**Extracted information**
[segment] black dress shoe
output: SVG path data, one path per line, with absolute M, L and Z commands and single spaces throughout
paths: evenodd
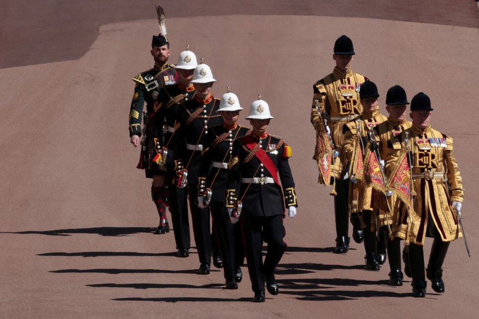
M 238 289 L 238 284 L 236 283 L 236 280 L 235 279 L 228 279 L 226 280 L 226 289 Z
M 210 264 L 202 264 L 200 265 L 200 268 L 198 269 L 197 272 L 199 275 L 210 274 Z
M 418 280 L 418 282 L 414 281 L 411 283 L 412 286 L 412 296 L 421 297 L 426 296 L 426 282 L 424 280 Z
M 344 254 L 349 250 L 349 237 L 340 236 L 336 238 L 336 247 L 333 251 L 335 254 Z
M 213 256 L 213 265 L 216 268 L 223 268 L 223 259 L 219 255 Z
M 364 234 L 362 229 L 353 230 L 353 239 L 358 244 L 361 244 L 364 241 Z
M 431 281 L 432 290 L 438 294 L 443 294 L 446 290 L 444 282 L 442 281 L 442 270 L 440 269 L 433 272 L 429 269 L 426 270 L 426 275 Z
M 378 254 L 378 263 L 380 265 L 384 265 L 386 262 L 386 254 Z
M 165 220 L 162 220 L 158 225 L 158 228 L 155 230 L 154 234 L 156 235 L 161 234 L 166 234 L 169 232 L 169 224 L 168 221 L 165 222 Z
M 182 258 L 185 258 L 190 256 L 190 252 L 188 251 L 188 249 L 187 248 L 180 248 L 176 252 L 176 257 L 179 257 Z
M 278 282 L 274 279 L 274 276 L 271 279 L 266 281 L 266 289 L 268 290 L 268 292 L 273 295 L 276 295 L 279 294 L 279 290 L 278 289 Z
M 400 269 L 396 268 L 389 272 L 389 281 L 387 284 L 389 286 L 403 285 L 403 272 Z
M 252 302 L 264 302 L 264 291 L 255 293 L 255 296 L 251 299 Z
M 366 261 L 366 269 L 368 270 L 379 270 L 379 263 L 378 262 L 378 255 L 375 252 L 366 255 L 364 257 Z
M 241 267 L 238 266 L 236 269 L 236 282 L 241 282 L 243 280 L 243 272 L 241 271 Z

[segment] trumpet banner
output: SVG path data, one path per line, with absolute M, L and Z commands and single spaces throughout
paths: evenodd
M 322 119 L 320 121 L 323 122 Z M 314 157 L 319 171 L 318 182 L 324 185 L 330 185 L 331 178 L 331 161 L 333 159 L 333 149 L 329 143 L 328 132 L 324 127 L 324 122 L 316 131 L 316 150 Z
M 351 165 L 350 168 L 350 175 L 354 177 L 359 182 L 362 182 L 364 179 L 364 165 L 361 150 L 360 141 L 357 135 L 355 135 L 355 147 L 353 156 L 351 157 Z
M 410 212 L 413 206 L 407 154 L 407 150 L 402 150 L 398 161 L 393 164 L 386 189 L 392 190 L 406 205 L 407 211 Z
M 373 202 L 380 210 L 388 211 L 386 201 L 386 181 L 384 180 L 381 167 L 376 153 L 369 149 L 364 160 L 364 184 L 373 189 Z

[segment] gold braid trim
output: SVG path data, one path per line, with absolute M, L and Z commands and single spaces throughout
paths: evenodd
M 226 138 L 229 136 L 229 132 L 226 132 L 222 134 L 219 136 L 216 137 L 216 139 L 215 139 L 215 141 L 213 141 L 213 143 L 211 144 L 211 147 L 213 147 L 214 148 L 218 146 L 218 145 L 219 144 L 219 143 L 226 140 Z
M 278 144 L 276 144 L 276 147 L 275 147 L 274 148 L 272 148 L 271 149 L 268 149 L 268 150 L 267 150 L 266 151 L 267 151 L 267 152 L 272 152 L 273 151 L 278 150 L 278 149 L 280 149 L 280 148 L 282 146 L 283 146 L 283 145 L 284 144 L 285 144 L 285 141 L 283 141 L 282 139 L 280 140 L 280 141 L 278 142 Z
M 243 164 L 244 164 L 251 161 L 251 159 L 253 158 L 255 155 L 256 155 L 256 152 L 257 152 L 258 150 L 260 149 L 260 145 L 259 144 L 257 143 L 256 145 L 255 145 L 255 147 L 253 147 L 253 149 L 251 150 L 249 150 L 247 147 L 244 146 L 243 147 L 243 148 L 249 152 L 248 156 L 246 156 L 246 158 L 244 159 L 244 160 L 243 161 Z
M 190 116 L 190 117 L 188 118 L 186 120 L 186 124 L 190 125 L 193 123 L 194 119 L 198 117 L 198 116 L 203 112 L 203 108 L 199 107 L 196 109 L 196 111 L 193 112 L 192 114 Z
M 185 99 L 187 96 L 188 94 L 180 94 L 179 95 L 177 95 L 176 97 L 169 100 L 168 103 L 167 103 L 167 108 L 168 109 L 171 107 L 172 105 L 179 103 L 180 102 Z

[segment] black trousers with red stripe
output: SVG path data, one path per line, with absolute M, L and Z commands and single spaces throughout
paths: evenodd
M 274 274 L 276 266 L 286 250 L 283 239 L 286 235 L 283 215 L 268 217 L 241 216 L 243 236 L 251 289 L 256 292 L 264 291 L 265 279 Z M 263 241 L 268 244 L 263 262 Z

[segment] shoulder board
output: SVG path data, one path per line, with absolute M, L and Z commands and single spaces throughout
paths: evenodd
M 326 88 L 324 86 L 323 80 L 319 80 L 314 83 L 314 85 L 313 86 L 313 89 L 315 93 L 325 94 L 326 93 Z
M 139 73 L 136 76 L 131 79 L 141 84 L 144 84 L 144 80 L 143 79 L 143 76 L 141 73 Z

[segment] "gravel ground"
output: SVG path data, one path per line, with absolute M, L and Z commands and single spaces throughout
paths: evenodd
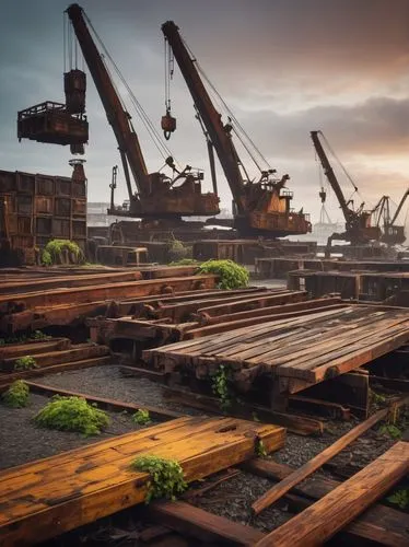
M 269 532 L 293 516 L 285 511 L 285 504 L 282 504 L 283 509 L 268 508 L 257 517 L 250 519 L 252 503 L 272 484 L 269 479 L 242 472 L 200 498 L 194 498 L 190 503 L 231 521 Z
M 42 377 L 40 383 L 125 403 L 151 405 L 184 415 L 203 415 L 200 410 L 168 403 L 163 398 L 161 384 L 143 377 L 124 377 L 120 373 L 120 366 L 117 365 L 92 366 L 78 371 L 49 374 Z
M 40 382 L 46 385 L 79 391 L 90 395 L 109 397 L 127 403 L 152 405 L 176 410 L 185 415 L 202 414 L 196 409 L 189 409 L 166 401 L 162 396 L 160 384 L 147 379 L 124 377 L 120 374 L 120 368 L 117 365 L 52 374 L 45 376 Z M 17 465 L 38 457 L 46 457 L 90 442 L 100 441 L 114 434 L 135 430 L 129 416 L 117 414 L 110 415 L 113 422 L 108 431 L 92 439 L 82 439 L 75 433 L 60 433 L 35 428 L 30 420 L 47 400 L 43 396 L 33 395 L 32 404 L 26 409 L 11 410 L 0 407 L 0 417 L 3 418 L 0 433 L 1 467 Z M 288 433 L 285 445 L 269 457 L 297 468 L 322 452 L 326 446 L 332 444 L 357 423 L 357 420 L 349 422 L 326 421 L 326 432 L 322 437 L 301 437 Z M 17 439 L 15 435 L 16 429 L 19 429 Z M 311 478 L 314 479 L 318 475 L 325 475 L 339 479 L 339 474 L 341 476 L 344 474 L 343 477 L 346 478 L 375 459 L 388 450 L 394 442 L 396 441 L 390 439 L 388 434 L 381 434 L 378 427 L 375 427 L 375 429 L 366 432 L 338 456 L 334 457 L 330 462 L 331 468 L 323 468 Z M 337 467 L 336 475 L 331 474 L 334 467 Z M 253 501 L 259 498 L 273 484 L 272 480 L 267 478 L 241 472 L 239 475 L 222 482 L 203 493 L 200 498 L 192 499 L 190 502 L 211 513 L 223 515 L 243 524 L 250 524 L 264 532 L 269 532 L 292 517 L 292 514 L 288 511 L 285 501 L 280 500 L 256 519 L 250 519 L 250 505 Z M 206 485 L 206 481 L 201 486 L 203 485 Z M 116 517 L 114 519 L 116 520 Z
M 49 401 L 48 397 L 31 394 L 25 408 L 0 405 L 0 468 L 54 456 L 67 450 L 84 446 L 141 429 L 129 414 L 108 412 L 110 423 L 100 435 L 83 438 L 80 433 L 38 428 L 34 416 Z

**What is required**
Copy the lines from the one containing "[segment] gold braid trim" through the one containing "M 274 274 L", inclusive, changing "red stripe" to "white stripe" and leaving everything else as it is.

**Correct result**
[segment] gold braid trim
output: SVG path data, one path per line, with absolute M, L and Z commands and single spaces throughout
paths: evenodd
M 226 138 L 229 136 L 229 132 L 226 132 L 222 134 L 219 136 L 216 137 L 216 139 L 215 139 L 215 141 L 213 141 L 213 143 L 211 144 L 211 147 L 213 147 L 214 148 L 218 146 L 218 145 L 219 144 L 219 143 L 226 140 Z
M 278 144 L 276 144 L 276 147 L 275 147 L 274 148 L 272 148 L 271 149 L 268 149 L 268 150 L 267 150 L 266 151 L 267 151 L 267 152 L 272 152 L 273 151 L 278 150 L 278 149 L 280 149 L 280 148 L 282 146 L 283 146 L 283 145 L 284 144 L 285 144 L 285 141 L 283 141 L 282 139 L 280 140 L 280 141 L 278 142 Z
M 243 164 L 244 164 L 251 161 L 251 159 L 253 158 L 255 155 L 256 155 L 256 152 L 257 152 L 258 150 L 260 149 L 260 145 L 259 144 L 257 143 L 256 145 L 255 145 L 255 147 L 253 147 L 253 149 L 251 150 L 249 150 L 247 147 L 244 146 L 243 147 L 243 148 L 249 152 L 248 156 L 246 156 L 246 158 L 244 159 L 244 160 L 243 161 Z
M 190 116 L 190 117 L 188 118 L 186 120 L 186 124 L 190 125 L 193 123 L 194 119 L 198 117 L 198 116 L 203 112 L 203 108 L 199 107 L 196 109 L 196 111 L 193 112 L 192 114 Z
M 185 99 L 187 96 L 188 94 L 180 94 L 179 95 L 177 95 L 176 97 L 169 100 L 168 103 L 167 103 L 167 108 L 168 109 L 171 107 L 172 105 L 179 103 L 180 102 Z

[segment] black trousers with white stripe
output: SVG path data, one path per line, with absolute M, L and Z commands and single spaces throughout
paths: evenodd
M 274 274 L 276 266 L 286 250 L 283 239 L 286 235 L 283 215 L 268 217 L 241 216 L 243 236 L 251 289 L 256 292 L 264 291 L 265 279 Z M 263 241 L 268 244 L 263 262 Z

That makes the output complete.